**PROMPT**
Copy the listing below line for line, changing nothing.

**Records of labeled points**
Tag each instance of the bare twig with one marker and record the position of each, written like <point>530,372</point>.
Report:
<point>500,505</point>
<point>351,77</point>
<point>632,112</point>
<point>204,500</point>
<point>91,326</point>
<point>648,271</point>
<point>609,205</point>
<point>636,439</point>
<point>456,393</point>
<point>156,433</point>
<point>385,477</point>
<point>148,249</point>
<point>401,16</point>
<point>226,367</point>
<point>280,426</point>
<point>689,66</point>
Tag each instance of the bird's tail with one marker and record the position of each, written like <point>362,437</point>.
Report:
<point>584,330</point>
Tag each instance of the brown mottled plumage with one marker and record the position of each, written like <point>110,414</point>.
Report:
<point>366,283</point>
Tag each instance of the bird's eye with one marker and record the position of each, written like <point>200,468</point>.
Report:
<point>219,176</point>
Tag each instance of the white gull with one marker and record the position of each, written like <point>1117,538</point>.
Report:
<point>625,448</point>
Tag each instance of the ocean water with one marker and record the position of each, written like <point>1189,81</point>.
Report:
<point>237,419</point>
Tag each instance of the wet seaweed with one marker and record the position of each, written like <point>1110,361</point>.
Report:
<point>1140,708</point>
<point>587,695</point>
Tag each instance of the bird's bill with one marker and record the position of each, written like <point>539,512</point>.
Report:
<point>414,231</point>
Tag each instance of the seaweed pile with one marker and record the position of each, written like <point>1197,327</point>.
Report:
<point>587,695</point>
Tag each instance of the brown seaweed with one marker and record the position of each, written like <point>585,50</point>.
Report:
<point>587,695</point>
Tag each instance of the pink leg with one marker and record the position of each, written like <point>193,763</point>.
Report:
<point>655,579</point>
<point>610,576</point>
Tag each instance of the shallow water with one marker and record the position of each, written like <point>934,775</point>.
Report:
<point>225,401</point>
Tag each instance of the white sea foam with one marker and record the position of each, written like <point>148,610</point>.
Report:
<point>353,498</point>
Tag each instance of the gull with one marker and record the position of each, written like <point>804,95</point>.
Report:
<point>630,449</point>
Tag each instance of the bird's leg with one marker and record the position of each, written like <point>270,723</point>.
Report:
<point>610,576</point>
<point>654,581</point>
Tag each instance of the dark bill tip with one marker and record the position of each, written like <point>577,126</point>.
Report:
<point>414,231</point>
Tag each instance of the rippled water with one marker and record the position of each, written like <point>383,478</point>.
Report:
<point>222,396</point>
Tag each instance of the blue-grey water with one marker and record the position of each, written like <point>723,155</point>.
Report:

**SOLUTION FOR THIS EXERCISE**
Tag each instance of the bare twig with one marker and record the position of each, written like <point>530,372</point>.
Report:
<point>500,505</point>
<point>351,77</point>
<point>632,112</point>
<point>204,500</point>
<point>91,326</point>
<point>648,271</point>
<point>609,205</point>
<point>636,439</point>
<point>456,393</point>
<point>156,433</point>
<point>385,477</point>
<point>148,249</point>
<point>401,16</point>
<point>226,367</point>
<point>280,426</point>
<point>689,66</point>
Tag each instance of the bird's tail with one marker and record the position of each, written like <point>362,437</point>.
Report:
<point>584,330</point>
Tag each instance of the brown mottled plumage with one marker and record the position of each, written like <point>110,414</point>.
Report:
<point>366,283</point>
Tag each instance of the bird's eye with one marker and record the position of each, written like <point>200,468</point>.
Report:
<point>219,176</point>
Tag each instance of the white gull with one marker and record the position of each, written like <point>1117,538</point>.
Report:
<point>625,448</point>
Tag each instance of the ocean water with one marker and record the position of each, written like <point>1189,81</point>.
Report:
<point>237,419</point>
Tag each instance of the wet seaweed with one marker and record the position of each, written like <point>1110,361</point>.
Report:
<point>1140,708</point>
<point>587,695</point>
Tag each instance of the bird's bill with one marker and record the position of each, written like <point>539,512</point>.
Report:
<point>414,231</point>
Tag each instance of the seaweed pile with one marker and record the position of each, written like <point>1197,327</point>.
Report:
<point>587,695</point>
Tag each instance of the brown seaweed with one marker and record the position of each, written like <point>585,50</point>.
Report:
<point>587,695</point>
Tag each instance of the pink leg with one marker and record the position of each, written like <point>193,763</point>.
Report:
<point>655,579</point>
<point>610,576</point>
Tag each instance of the shallow water with one marker and record the position of each, written like <point>934,775</point>.
Report:
<point>225,401</point>
Tag each instance of the white sea foam with one marker and record the position of each, written like <point>148,610</point>.
Report:
<point>353,498</point>
Tag each instance of the gull with one marker and record the position of each, written like <point>804,95</point>.
Report:
<point>630,449</point>
Tag each instance of the bird's leg with one marker and record the position of each, written like <point>270,723</point>.
Report:
<point>610,576</point>
<point>654,581</point>
Tag each instance of the dark bill tip with one marker and record the position of each, written like <point>577,126</point>.
Report:
<point>414,231</point>
Tag each instance of the rippled water with one marker and record the position of each, written like <point>383,478</point>.
Report:
<point>222,396</point>
Tag each instance of the blue-grey water with one marker and record the position of each, written like <point>723,155</point>.
Report:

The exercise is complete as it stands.